- [Exercices à traiter]
a: D'après le texte, quels acteurs « extérieurs » à l'État les politiques de réforme administrative font-elles entrer dans de nouvelles règles du jeu ?
b: Expliquez, en vous appuyant sur le texte, pourquoi les politiques de réforme administrative répartissent des coûts et des bénéfices entre les acteurs internes à l'État.
c: Résumez le texte en deux phrases.

16La multiplicité des porteurs de revendications montre bien que la réforme de l’État ne se développe pas de manière linéaire et univoque mais à travers une multitude d’initiatives, successives ou parallèles, et d’interactions qui lui permettent d’acquérir, plus ou moins rapidement, une objectivité, un crédit politique et une légitimité. Ces dynamiques, souvent peu coordonnées entre elles, font alors « boule de neige » et donnent progressivement consistance à cette mise en cause systématique de la machinerie administrative.

17La deuxième dimension du phénomène « réforme de l’État » renvoie aux processus de changement des systèmes administratifs et à l’importance des luttes d’intérêt et des conflits de pouvoir en leur sein. Les politiques de réforme administrative répartissent des coûts et des bénéfices entre acteurs internes à l’État (ministres, ministères, administrations centrales, préfets, services déconcentrés, corps de fonctionnaires, syndicats, etc.) parce qu’elles redistribuent les pouvoirs, les compétences et/ou les responsabilités entre eux. De même, elles recomposent les règles du jeu entre acteurs étatiques et acteurs « extérieurs » à l’État (collectivités locales dans le cadre de politiques de décentralisation, entreprises privées bénéficiaires de mesures de privatisation, cabinets de conseil). Pour comprendre le développement des politiques de réforme administrative, il est donc nécessaire d’analyser la structure des intérêts et la nature des jeux redistributifs, d’identifier les calculs et les stratégies des acteurs et de comprendre la nature des interactions qui conduiront à des situations de conflit ou de coopération.

- [Documents fournis]
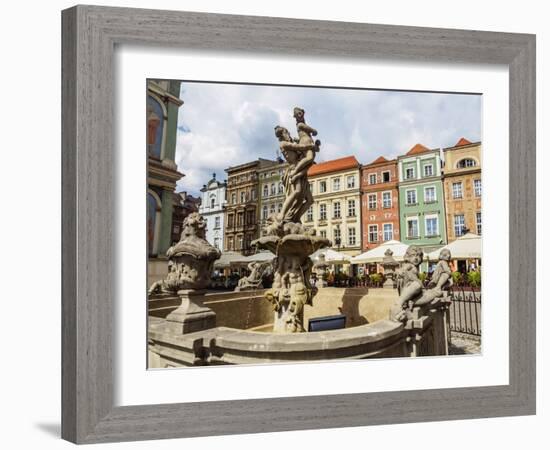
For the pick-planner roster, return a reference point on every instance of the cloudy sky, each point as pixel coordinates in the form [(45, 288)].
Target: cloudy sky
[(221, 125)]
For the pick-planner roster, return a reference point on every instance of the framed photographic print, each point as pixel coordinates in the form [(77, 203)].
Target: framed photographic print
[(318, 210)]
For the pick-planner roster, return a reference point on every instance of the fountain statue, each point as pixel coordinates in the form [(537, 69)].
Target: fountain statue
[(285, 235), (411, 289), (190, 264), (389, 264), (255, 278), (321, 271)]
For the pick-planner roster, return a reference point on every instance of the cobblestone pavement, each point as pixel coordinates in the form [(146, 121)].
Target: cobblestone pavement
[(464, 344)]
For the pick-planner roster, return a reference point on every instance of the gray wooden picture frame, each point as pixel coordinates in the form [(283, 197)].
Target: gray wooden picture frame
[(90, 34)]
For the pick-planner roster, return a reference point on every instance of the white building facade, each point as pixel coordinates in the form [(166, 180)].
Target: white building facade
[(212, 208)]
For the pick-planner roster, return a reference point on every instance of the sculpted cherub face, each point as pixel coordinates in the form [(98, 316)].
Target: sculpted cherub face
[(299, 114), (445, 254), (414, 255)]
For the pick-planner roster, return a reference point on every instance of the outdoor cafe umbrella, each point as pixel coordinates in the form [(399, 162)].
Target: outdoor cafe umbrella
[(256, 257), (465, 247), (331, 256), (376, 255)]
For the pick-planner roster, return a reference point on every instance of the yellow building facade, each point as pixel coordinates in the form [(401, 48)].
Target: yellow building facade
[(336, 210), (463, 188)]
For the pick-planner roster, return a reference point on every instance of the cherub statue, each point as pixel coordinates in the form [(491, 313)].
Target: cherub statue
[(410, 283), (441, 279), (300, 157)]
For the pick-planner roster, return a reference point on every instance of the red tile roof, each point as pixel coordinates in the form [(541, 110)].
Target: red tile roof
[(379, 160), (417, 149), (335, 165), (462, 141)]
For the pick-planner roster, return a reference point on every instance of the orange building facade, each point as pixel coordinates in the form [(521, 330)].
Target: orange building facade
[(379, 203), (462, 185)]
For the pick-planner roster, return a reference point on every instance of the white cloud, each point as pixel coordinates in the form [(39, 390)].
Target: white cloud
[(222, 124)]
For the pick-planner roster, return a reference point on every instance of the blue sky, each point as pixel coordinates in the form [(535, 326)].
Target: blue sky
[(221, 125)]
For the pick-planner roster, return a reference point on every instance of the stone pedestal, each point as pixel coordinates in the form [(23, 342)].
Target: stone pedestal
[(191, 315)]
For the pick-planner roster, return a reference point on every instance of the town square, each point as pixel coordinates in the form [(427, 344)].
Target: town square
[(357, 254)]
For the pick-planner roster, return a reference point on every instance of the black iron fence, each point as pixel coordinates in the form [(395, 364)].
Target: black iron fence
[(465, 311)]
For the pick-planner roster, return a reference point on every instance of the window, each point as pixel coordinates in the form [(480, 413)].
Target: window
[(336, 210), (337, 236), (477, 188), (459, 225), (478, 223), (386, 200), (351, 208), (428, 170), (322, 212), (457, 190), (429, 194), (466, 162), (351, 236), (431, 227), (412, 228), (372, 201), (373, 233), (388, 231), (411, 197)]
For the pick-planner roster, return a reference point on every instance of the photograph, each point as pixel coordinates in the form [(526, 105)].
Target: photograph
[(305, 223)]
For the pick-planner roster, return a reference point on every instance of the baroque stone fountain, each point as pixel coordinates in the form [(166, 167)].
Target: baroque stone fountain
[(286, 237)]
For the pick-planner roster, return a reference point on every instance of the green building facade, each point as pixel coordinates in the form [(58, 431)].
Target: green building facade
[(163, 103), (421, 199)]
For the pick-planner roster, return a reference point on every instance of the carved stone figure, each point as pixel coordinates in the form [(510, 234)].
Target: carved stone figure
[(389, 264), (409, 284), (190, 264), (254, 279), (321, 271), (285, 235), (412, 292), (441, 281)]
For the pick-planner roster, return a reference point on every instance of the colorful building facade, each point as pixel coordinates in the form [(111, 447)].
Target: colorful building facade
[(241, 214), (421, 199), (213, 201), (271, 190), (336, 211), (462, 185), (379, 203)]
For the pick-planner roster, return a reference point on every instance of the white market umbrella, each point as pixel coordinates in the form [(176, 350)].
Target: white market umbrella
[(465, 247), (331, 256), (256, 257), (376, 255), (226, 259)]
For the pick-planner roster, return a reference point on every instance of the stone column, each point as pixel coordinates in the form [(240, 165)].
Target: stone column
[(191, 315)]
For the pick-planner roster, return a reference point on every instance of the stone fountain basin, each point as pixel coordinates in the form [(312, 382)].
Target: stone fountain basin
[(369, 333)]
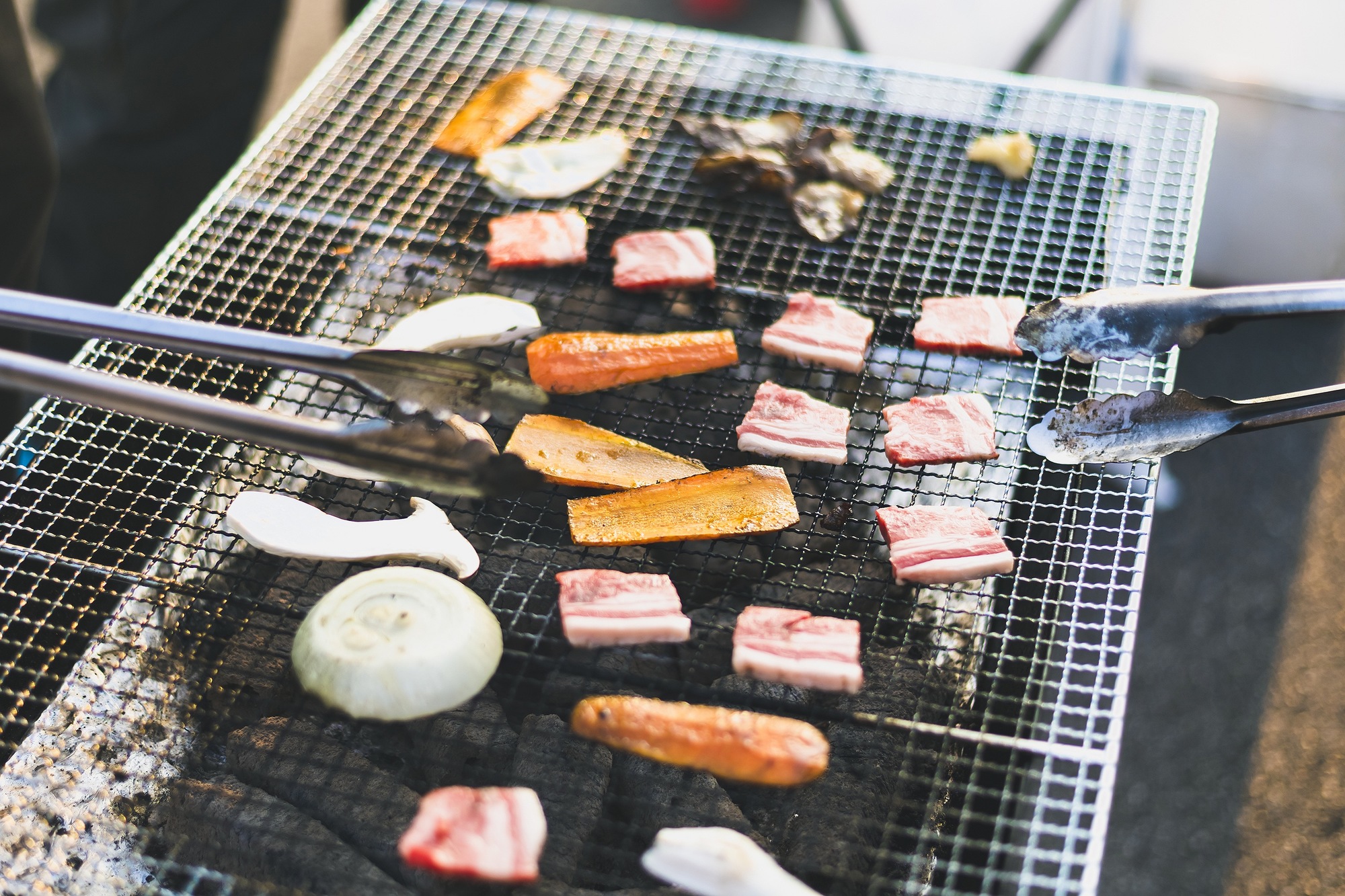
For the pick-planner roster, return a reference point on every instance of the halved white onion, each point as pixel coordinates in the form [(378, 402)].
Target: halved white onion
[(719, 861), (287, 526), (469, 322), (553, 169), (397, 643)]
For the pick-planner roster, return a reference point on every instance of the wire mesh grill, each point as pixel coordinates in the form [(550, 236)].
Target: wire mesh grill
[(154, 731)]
* * *
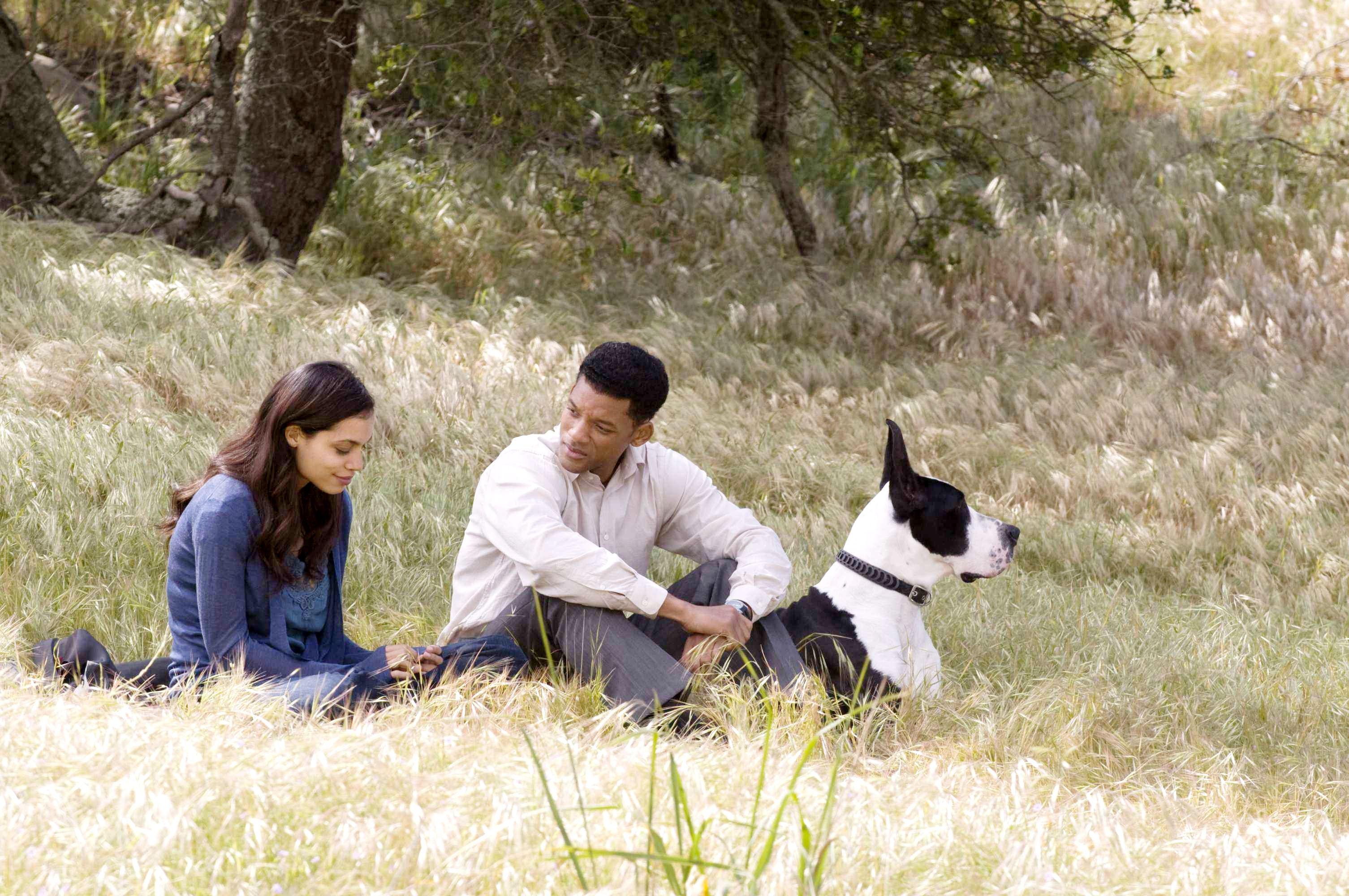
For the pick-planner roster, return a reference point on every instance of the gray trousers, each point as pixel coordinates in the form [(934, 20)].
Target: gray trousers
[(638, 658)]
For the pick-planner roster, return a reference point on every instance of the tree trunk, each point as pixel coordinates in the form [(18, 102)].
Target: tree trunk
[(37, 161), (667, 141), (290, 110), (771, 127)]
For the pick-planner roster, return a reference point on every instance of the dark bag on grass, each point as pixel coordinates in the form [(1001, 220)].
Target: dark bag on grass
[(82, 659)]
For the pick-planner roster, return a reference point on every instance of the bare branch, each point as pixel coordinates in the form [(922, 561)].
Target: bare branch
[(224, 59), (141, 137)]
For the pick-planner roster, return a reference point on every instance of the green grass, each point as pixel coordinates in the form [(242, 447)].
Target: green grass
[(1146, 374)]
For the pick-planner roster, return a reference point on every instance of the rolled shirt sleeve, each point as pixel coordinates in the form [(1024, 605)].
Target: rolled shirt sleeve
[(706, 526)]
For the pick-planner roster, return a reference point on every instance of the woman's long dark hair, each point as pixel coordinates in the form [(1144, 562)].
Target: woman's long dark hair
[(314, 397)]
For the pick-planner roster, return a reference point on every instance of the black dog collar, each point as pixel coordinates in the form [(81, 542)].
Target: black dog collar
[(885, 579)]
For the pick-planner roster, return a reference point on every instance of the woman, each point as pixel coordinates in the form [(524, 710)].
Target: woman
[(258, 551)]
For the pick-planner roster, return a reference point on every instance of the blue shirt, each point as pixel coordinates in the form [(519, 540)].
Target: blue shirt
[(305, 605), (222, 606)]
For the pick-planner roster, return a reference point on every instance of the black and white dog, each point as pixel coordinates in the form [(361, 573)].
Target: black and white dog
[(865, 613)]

- [Corrigés des exercices]
a: Les collectivités locales, les entreprises privées bénéficiaires de mesures de privatisation et les cabinets de conseil.

b: Elles produisent cette répartition parce qu'elles redistribuent entre ces acteurs les pouvoirs, les compétences et/ou les responsabilités. Ministres, ministères, administrations centrales, préfets, services déconcentrés, corps de fonctionnaires et syndicats voient donc leur position modifiée par la réforme.

c: La réforme de l'État ne progresse pas de façon linéaire mais à travers une multitude d'initiatives et d'interactions peu coordonnées qui font « boule de neige » et lui donnent crédit et légitimité. Parce qu'elle redistribue pouvoirs, compétences et responsabilités entre acteurs internes et externes à l'État, son analyse exige d'étudier les intérêts, les stratégies et les interactions menant au conflit ou à la coopération.